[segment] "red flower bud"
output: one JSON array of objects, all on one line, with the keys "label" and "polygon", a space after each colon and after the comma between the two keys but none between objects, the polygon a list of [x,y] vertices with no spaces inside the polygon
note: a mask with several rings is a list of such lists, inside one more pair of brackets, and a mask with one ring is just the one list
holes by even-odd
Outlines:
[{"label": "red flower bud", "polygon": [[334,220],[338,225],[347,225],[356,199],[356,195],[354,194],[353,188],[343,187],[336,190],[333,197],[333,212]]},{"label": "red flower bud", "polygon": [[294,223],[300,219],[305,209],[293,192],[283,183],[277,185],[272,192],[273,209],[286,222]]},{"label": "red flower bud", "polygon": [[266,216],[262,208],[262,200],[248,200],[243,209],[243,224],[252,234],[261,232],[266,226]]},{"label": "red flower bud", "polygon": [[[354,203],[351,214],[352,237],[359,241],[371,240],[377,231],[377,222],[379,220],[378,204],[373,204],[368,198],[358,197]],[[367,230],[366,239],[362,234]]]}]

——————

Task objective:
Arrange the lines from the start of the records through the line containing "note: a mask", inclusive, as a Markdown table with the columns Row and Line. Number each row and leave out blank lines.

Result below:
| Row | Line |
|---|---|
| 1 | [segment] "red flower bud" |
| 2 | output: one JSON array of objects, all on one line, with the keys "label" and "polygon", a space after each colon and after the comma between the two keys but none between objects, the polygon a list of [x,y] vertices with no spaces inside the polygon |
| 3 | note: a mask with several rings is a list of such lists, inside one more pair of brackets, and a mask with one ring is just the one list |